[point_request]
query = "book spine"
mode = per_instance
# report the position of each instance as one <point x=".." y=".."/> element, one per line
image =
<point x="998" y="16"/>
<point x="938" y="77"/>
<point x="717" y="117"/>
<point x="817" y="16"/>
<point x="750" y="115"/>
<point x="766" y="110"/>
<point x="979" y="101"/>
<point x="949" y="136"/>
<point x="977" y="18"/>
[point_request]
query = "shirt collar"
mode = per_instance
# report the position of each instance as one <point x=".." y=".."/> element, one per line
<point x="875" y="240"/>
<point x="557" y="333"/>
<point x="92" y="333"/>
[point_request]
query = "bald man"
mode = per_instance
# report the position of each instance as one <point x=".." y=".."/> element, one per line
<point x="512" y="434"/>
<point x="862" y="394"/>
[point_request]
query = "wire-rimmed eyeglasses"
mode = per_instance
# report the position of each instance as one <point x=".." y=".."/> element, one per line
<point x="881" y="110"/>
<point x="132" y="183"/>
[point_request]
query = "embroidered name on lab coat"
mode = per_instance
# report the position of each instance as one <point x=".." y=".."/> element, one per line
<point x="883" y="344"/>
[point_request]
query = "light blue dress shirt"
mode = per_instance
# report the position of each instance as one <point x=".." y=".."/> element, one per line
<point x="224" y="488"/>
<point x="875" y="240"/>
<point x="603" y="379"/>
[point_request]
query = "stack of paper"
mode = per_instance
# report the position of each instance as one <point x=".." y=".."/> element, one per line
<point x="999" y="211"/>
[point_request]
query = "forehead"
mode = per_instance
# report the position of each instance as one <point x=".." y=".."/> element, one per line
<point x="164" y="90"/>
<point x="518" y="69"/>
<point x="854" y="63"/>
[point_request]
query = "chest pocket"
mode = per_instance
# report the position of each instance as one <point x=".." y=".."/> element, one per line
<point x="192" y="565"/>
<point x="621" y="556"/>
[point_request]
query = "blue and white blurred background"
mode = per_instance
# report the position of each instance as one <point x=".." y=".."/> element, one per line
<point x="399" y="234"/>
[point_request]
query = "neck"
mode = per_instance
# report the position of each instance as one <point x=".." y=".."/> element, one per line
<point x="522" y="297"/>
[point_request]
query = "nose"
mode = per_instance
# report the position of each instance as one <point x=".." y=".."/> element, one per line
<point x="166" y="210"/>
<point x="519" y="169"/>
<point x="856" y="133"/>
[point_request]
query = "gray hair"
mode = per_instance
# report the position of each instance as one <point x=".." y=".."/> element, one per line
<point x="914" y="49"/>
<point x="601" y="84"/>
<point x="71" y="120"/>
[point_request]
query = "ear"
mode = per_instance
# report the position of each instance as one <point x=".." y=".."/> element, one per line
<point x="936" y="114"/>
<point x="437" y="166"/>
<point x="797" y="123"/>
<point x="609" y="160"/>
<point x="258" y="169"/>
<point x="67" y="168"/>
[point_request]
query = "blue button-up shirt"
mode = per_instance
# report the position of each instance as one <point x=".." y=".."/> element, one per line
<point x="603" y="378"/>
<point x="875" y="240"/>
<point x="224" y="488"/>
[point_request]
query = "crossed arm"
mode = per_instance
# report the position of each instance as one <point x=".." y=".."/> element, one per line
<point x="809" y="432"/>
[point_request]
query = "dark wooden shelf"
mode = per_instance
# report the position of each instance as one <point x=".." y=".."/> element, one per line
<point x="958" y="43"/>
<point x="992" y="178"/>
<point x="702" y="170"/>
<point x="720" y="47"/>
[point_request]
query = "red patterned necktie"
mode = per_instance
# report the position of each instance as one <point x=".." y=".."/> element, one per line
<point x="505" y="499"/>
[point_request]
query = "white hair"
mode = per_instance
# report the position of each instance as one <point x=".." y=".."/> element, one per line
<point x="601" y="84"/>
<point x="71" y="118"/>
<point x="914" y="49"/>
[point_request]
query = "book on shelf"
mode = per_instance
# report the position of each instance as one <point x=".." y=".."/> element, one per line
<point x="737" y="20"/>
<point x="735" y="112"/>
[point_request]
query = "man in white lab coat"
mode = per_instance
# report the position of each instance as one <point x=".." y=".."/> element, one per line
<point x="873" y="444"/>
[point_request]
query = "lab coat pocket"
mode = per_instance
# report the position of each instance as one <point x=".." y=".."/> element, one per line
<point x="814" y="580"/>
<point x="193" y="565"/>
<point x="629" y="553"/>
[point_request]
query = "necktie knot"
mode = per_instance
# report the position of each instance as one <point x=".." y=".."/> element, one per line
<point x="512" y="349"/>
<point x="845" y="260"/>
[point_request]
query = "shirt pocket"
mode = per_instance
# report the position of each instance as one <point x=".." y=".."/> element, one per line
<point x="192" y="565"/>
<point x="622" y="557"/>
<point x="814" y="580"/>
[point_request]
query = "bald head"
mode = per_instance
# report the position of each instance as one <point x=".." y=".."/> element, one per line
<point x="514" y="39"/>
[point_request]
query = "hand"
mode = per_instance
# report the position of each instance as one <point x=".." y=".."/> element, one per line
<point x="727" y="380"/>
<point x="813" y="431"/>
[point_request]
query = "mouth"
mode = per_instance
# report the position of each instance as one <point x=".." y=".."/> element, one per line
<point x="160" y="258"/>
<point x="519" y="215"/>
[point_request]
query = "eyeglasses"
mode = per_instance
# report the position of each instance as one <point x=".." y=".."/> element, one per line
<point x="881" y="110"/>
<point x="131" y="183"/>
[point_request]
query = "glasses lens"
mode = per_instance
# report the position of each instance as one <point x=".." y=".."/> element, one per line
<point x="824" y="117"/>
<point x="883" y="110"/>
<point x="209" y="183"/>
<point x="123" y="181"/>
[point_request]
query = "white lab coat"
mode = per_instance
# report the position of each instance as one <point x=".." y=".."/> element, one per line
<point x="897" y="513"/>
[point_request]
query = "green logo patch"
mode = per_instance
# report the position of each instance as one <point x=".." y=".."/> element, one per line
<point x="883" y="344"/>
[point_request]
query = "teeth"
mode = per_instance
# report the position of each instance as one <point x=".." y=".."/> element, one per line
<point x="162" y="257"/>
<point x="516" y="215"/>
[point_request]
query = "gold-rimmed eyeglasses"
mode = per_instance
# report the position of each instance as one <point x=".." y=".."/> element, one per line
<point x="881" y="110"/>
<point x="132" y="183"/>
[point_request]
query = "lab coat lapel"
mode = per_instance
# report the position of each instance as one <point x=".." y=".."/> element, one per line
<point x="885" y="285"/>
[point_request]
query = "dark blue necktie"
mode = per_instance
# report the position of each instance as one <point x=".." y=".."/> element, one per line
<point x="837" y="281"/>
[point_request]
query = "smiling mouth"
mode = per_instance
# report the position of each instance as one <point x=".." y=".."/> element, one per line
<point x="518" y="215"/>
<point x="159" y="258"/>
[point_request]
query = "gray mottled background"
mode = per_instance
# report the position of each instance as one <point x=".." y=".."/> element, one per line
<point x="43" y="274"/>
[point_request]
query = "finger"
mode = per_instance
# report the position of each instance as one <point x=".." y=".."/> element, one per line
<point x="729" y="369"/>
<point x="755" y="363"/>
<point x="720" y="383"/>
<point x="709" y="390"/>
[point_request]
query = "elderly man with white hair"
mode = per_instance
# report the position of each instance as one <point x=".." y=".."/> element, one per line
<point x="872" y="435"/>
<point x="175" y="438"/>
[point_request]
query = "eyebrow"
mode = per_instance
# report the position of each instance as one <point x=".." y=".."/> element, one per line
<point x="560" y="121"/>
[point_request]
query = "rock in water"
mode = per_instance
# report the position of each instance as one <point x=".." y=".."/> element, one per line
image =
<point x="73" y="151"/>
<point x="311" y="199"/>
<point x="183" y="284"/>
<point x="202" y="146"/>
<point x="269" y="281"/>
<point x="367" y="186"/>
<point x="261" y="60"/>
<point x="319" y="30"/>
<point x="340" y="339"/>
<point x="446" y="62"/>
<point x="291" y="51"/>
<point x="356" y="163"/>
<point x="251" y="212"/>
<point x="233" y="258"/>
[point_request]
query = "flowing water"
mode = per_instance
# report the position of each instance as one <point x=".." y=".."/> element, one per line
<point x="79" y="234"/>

What you should do:
Copy each line in the entries above where the word "hair" shows up.

Answer below:
query = "gray hair"
query = "white hair"
query = "elderly man with white hair"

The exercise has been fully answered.